(Rows from a pointing dataset)
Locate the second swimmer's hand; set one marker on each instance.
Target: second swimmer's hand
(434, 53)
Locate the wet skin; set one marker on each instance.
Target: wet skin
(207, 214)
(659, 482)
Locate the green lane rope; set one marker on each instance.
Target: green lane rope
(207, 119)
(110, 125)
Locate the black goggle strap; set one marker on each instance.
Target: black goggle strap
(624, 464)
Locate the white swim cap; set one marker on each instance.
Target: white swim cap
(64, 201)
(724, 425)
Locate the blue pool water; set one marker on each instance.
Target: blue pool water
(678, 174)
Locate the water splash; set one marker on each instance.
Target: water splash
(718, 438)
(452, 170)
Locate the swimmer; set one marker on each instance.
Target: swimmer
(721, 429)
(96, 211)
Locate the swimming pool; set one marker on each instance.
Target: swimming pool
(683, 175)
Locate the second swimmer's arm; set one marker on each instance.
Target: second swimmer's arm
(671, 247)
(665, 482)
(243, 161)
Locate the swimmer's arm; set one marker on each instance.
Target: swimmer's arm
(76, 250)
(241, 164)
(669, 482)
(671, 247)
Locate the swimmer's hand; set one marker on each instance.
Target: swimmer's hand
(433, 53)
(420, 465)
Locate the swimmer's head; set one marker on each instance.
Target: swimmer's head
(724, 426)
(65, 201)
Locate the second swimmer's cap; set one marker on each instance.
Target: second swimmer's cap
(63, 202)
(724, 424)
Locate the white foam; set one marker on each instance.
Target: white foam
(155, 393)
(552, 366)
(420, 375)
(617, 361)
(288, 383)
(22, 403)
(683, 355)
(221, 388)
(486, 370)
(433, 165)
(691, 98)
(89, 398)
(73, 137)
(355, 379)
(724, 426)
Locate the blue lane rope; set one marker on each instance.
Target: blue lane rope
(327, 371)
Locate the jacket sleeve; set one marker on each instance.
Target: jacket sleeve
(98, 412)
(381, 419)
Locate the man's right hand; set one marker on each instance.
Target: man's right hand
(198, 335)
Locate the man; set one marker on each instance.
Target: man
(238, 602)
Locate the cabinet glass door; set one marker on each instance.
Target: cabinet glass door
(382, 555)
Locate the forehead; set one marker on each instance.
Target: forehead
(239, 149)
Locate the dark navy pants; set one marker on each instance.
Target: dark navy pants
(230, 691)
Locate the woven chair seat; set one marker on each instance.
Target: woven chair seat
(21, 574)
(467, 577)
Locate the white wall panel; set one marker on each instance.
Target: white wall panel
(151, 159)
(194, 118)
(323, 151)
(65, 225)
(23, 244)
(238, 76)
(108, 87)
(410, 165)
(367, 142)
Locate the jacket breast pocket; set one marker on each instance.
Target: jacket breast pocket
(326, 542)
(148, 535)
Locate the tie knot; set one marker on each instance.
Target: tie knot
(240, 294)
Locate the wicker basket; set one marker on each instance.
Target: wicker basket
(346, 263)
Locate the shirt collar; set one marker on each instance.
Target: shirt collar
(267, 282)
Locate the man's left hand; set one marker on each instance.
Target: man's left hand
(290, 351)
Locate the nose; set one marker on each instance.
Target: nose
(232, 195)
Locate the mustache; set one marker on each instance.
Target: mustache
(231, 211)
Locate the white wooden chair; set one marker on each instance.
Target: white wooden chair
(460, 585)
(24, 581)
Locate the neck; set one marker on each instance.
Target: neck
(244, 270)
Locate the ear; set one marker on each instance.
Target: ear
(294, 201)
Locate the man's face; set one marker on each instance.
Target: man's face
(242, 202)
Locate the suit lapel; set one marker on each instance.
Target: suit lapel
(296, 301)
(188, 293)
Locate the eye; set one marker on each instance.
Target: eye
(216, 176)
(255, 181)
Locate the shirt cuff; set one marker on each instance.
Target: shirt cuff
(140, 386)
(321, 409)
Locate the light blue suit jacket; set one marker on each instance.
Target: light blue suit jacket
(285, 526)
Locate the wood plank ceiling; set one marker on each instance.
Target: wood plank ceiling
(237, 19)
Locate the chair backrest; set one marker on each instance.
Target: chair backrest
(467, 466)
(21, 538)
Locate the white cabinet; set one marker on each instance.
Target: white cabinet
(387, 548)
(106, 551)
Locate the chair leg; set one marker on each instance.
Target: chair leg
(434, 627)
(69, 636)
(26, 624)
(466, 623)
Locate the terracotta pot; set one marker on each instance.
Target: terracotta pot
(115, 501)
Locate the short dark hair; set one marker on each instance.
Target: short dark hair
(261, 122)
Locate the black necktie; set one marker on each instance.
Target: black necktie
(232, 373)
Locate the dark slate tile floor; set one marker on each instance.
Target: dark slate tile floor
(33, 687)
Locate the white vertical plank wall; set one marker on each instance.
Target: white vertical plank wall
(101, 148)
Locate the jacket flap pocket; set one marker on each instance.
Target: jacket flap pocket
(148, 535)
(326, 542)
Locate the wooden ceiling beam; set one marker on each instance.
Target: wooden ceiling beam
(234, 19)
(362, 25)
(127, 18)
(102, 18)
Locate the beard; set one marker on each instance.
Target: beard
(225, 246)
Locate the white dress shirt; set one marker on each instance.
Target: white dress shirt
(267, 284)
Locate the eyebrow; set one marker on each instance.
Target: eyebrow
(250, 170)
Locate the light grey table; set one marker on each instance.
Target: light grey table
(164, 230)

▶ [Task to complete]
Please repeat the listing exactly, with nothing left out.

▶ [Solution]
Locate the second swimmer's hand; set one marker on each instance.
Target: second swimmer's hand
(434, 53)
Locate the wet skin; set one marker on each instance.
Target: wet skin
(207, 214)
(659, 482)
Locate the green lane rope; set one marker on each instance.
Target: green lane rope
(207, 119)
(110, 125)
Locate the black goggle strap; set one marker on each instance.
Target: black goggle strap
(624, 464)
Locate the white swim cap; set one marker on each instance.
Target: white swim cap
(64, 201)
(724, 425)
Locate the blue pool water; set one marker on each instance.
Target: blue pool water
(678, 174)
Locate the water splash; set one marker on each instance.
Target: water splash
(718, 438)
(452, 170)
Locate the swimmer; set one marker on each instance.
Target: swimmer
(721, 429)
(96, 211)
Locate the swimming pool; set one marker on each instance.
Target: swimming pool
(683, 175)
Locate the second swimmer's arm; set one marker on each instance.
Target: second swimmer's arm
(671, 247)
(665, 482)
(243, 161)
Locate the swimmer's arm; set one marker on each instance.
Target: swimmer's arm
(76, 250)
(241, 164)
(669, 482)
(671, 247)
Locate the swimmer's hand; set one marker on each instance.
Target: swimmer's hand
(433, 53)
(420, 465)
Locate the swimmer's head; set one marker on each instance.
Target: swimmer's head
(724, 426)
(65, 201)
Locate the second swimmer's cap; set one marker on each instance.
Target: second swimmer's cap
(63, 202)
(724, 424)
Locate the white foam; set one marker on each instance.
Target: white foam
(155, 393)
(552, 366)
(420, 375)
(617, 361)
(288, 383)
(22, 403)
(683, 355)
(221, 388)
(486, 370)
(433, 165)
(691, 98)
(89, 398)
(73, 137)
(355, 379)
(724, 426)
Locate the blue lane rope; set one marker on each instance.
Target: blue lane rope
(327, 371)
Locate the jacket sleeve; set one marker on each instance.
Target: jacket sleeve
(98, 412)
(381, 419)
Locate the man's right hand; set one marker on each instance.
Target: man's right hand
(198, 335)
Locate the man; set one marker on each instance.
Target: man
(238, 602)
Locate the cabinet glass door; set one marker on each instance.
Target: cabinet glass door
(382, 555)
Locate the forehead; set one marker on each instance.
Target: forehead
(239, 149)
Locate the dark navy pants; set one marker on each instance.
Target: dark navy pants
(230, 691)
Locate the woven chair seat; set one marker on each instance.
Target: woven chair seat
(21, 574)
(467, 577)
Locate the white wall panel; set one marker on each instance.
Target: white wall panel
(151, 159)
(194, 118)
(323, 151)
(65, 225)
(23, 244)
(238, 76)
(108, 87)
(410, 165)
(367, 142)
Locate the jacket breast pocket; set one marker on each instance.
Target: jacket breast pocket
(326, 542)
(148, 535)
Locate the tie knot; set one marker on each instance.
Target: tie knot
(240, 294)
Locate the wicker basket; set one marker on each instance.
Target: wicker basket
(346, 263)
Locate the shirt collar; set one marker on each instance.
Target: shirt collar
(267, 282)
Locate the man's left hand; set one marker on each instance.
Target: man's left hand
(290, 351)
Locate the nose; set one marker on each instance.
Target: nose
(232, 195)
Locate the mustache; set one marker on each instance.
Target: mustache
(231, 211)
Locate the white wooden chair; set one marker on each instance.
Target: white wooden chair
(460, 585)
(24, 581)
Locate the neck; set one marker on each instance.
Target: neck
(244, 270)
Locate the ear; set one marker on each instance.
Target: ear
(294, 201)
Locate the man's face; set one marker on each instance.
Target: man's face
(242, 202)
Locate the suit lapel; set one marker on each instance.
Target: suit lapel
(296, 301)
(188, 293)
Locate the eye; set one marker on each instance.
Target: eye
(216, 176)
(255, 181)
Locate the shirt cuff; set one marker on each instance.
Target: shirt cuff
(140, 386)
(321, 409)
Locate the light blue suit jacket; set one marker on each instance.
Target: light blue suit jacket
(285, 526)
Locate the wood plank ceiling; set one marker on each instance.
Target: wood plank ceiling
(237, 19)
Locate the chair backrest; set one marker on each instance.
Target: chair backrest
(467, 466)
(21, 538)
Locate the white cabinet; set one marker on each instance.
Target: white cabinet
(387, 548)
(106, 551)
Locate the chair leg; set one marker on each instance.
Target: chair leg
(434, 627)
(69, 636)
(26, 624)
(466, 623)
Locate the terracotta pot; set one marker on each instance.
Target: terracotta pot
(115, 501)
Locate the short dark hair; set one marker on each instance.
Target: short dark hair
(261, 122)
Locate the black necktie; set one marker on each instance.
Target: black necktie
(232, 373)
Locate the dark slate tile floor; set one marker on each instance.
Target: dark slate tile floor
(33, 687)
Locate the white vertical plank wall; set one marker on each instance.
Target: white vertical plank wall
(101, 148)
Locate the jacket flap pocket; set one marker on each instance.
Target: jacket flap pocket
(148, 535)
(326, 542)
Locate the wooden ceiling beam; set one marker on each instance.
Target: wooden ceiling beam
(234, 19)
(362, 25)
(127, 18)
(102, 18)
Locate the beard; set one marker on each instance.
Target: beard
(225, 246)
Locate the white dress shirt; set one marker on each instance.
Target: white dress shirt
(267, 284)
Locate the eyebrow; set one marker on each instance.
Target: eyebrow
(250, 170)
Locate the light grey table; set one marker on each instance.
Target: light grey table
(164, 230)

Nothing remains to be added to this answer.